Problem requirements:
Copy the material below line for line, with no changes.

Provided records:
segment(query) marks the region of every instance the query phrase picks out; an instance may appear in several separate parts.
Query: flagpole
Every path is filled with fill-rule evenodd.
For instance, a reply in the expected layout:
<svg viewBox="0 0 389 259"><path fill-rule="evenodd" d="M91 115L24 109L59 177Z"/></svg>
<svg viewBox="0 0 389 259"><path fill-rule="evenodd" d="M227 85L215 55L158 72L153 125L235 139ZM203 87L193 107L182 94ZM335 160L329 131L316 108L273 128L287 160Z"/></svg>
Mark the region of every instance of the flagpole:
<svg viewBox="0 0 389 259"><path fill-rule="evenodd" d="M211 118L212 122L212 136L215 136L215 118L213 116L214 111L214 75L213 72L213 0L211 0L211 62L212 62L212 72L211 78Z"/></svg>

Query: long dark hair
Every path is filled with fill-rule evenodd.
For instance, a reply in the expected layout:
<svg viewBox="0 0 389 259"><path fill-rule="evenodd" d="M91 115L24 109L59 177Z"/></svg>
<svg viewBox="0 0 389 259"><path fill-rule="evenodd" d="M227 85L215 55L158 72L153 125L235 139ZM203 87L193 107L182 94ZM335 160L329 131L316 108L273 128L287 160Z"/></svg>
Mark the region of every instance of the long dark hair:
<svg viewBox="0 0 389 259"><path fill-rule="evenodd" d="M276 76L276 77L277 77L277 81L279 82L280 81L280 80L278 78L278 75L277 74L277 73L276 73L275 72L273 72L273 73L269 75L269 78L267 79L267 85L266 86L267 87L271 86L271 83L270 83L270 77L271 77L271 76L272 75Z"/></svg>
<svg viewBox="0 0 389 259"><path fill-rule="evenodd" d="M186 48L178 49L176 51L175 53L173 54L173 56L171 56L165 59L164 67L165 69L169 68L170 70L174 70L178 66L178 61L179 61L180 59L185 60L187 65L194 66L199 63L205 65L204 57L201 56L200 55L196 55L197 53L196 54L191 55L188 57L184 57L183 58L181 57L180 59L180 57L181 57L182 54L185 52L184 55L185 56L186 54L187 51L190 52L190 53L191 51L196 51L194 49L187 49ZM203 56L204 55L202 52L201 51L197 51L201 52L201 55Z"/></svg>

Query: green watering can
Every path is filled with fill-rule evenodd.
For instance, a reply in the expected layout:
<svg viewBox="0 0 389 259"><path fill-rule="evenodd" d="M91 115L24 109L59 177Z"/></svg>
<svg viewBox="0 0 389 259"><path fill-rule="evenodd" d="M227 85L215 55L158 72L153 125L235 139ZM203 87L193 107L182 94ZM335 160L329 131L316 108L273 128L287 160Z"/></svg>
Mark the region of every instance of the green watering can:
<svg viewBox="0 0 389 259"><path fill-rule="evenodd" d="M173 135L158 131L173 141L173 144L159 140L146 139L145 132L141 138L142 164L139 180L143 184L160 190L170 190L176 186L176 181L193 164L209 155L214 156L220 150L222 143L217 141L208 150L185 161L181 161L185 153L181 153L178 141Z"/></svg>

The completed task:
segment(query) marks the region of every instance the query phrase picks out; an instance may appear in several separate parts.
Query: flagpole
Every path is filled with fill-rule evenodd.
For instance, a reply in the expected layout:
<svg viewBox="0 0 389 259"><path fill-rule="evenodd" d="M91 115L24 109L59 177Z"/></svg>
<svg viewBox="0 0 389 259"><path fill-rule="evenodd" d="M227 85L215 55L158 72L153 125L235 139ZM203 87L193 107L182 94ZM335 160L329 131L316 108L273 128L287 160Z"/></svg>
Mark the region of every instance of the flagpole:
<svg viewBox="0 0 389 259"><path fill-rule="evenodd" d="M211 118L212 122L212 136L215 136L215 118L213 116L214 111L214 75L213 72L213 0L211 0L211 62L212 62L212 72L211 78Z"/></svg>

Query: long dark hair
Every path is filled with fill-rule evenodd.
For instance, a reply in the expected layout:
<svg viewBox="0 0 389 259"><path fill-rule="evenodd" d="M91 115L24 109L59 177Z"/></svg>
<svg viewBox="0 0 389 259"><path fill-rule="evenodd" d="M227 85L215 55L158 72L153 125L235 139ZM203 87L193 107L182 94ZM335 160L329 131L316 108L273 128L287 160Z"/></svg>
Mark the region of every instance of the long dark hair:
<svg viewBox="0 0 389 259"><path fill-rule="evenodd" d="M276 76L276 77L277 77L277 81L279 82L280 81L280 80L278 78L278 75L277 74L277 73L276 73L275 72L273 72L273 73L269 75L269 78L267 79L267 85L266 86L267 87L271 86L271 83L270 83L270 77L271 77L271 76L272 75Z"/></svg>
<svg viewBox="0 0 389 259"><path fill-rule="evenodd" d="M186 48L178 49L176 51L175 53L173 54L173 56L171 56L165 59L164 67L165 69L169 68L170 70L174 70L178 66L178 61L179 61L180 59L185 60L187 65L194 66L199 63L205 65L204 57L201 56L200 55L196 55L197 53L196 54L191 55L188 57L184 57L183 58L181 57L180 59L180 57L181 57L182 54L185 52L184 55L185 56L186 54L187 51L190 52L190 53L191 51L196 51L194 49L187 49ZM203 56L204 55L202 52L201 51L197 51L201 52L201 55Z"/></svg>

Query: green watering can
Every path is filled with fill-rule evenodd.
For instance, a reply in the expected layout:
<svg viewBox="0 0 389 259"><path fill-rule="evenodd" d="M91 115L24 109L59 177Z"/></svg>
<svg viewBox="0 0 389 259"><path fill-rule="evenodd" d="M227 85L215 55L158 72L153 125L235 139ZM203 87L193 107L182 94ZM335 160L329 131L316 108L273 128L287 160Z"/></svg>
Mark the region of every instance of the green watering can:
<svg viewBox="0 0 389 259"><path fill-rule="evenodd" d="M173 135L158 131L173 141L173 144L159 140L146 139L145 132L141 138L142 164L139 180L143 184L160 190L170 190L176 186L176 181L193 164L209 155L214 156L220 150L222 143L217 141L208 150L185 161L181 161L185 153L181 153L178 141Z"/></svg>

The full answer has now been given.